■ Brief ■
Your answer should consist of the lines in the data below that contain "plaid".

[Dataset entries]
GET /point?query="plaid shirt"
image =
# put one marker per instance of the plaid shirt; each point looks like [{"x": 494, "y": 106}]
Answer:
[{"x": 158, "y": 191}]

■ Task solution ■
GET /point?query="plaid shirt"
# put one marker per instance of the plaid shirt; each point looks like [{"x": 494, "y": 106}]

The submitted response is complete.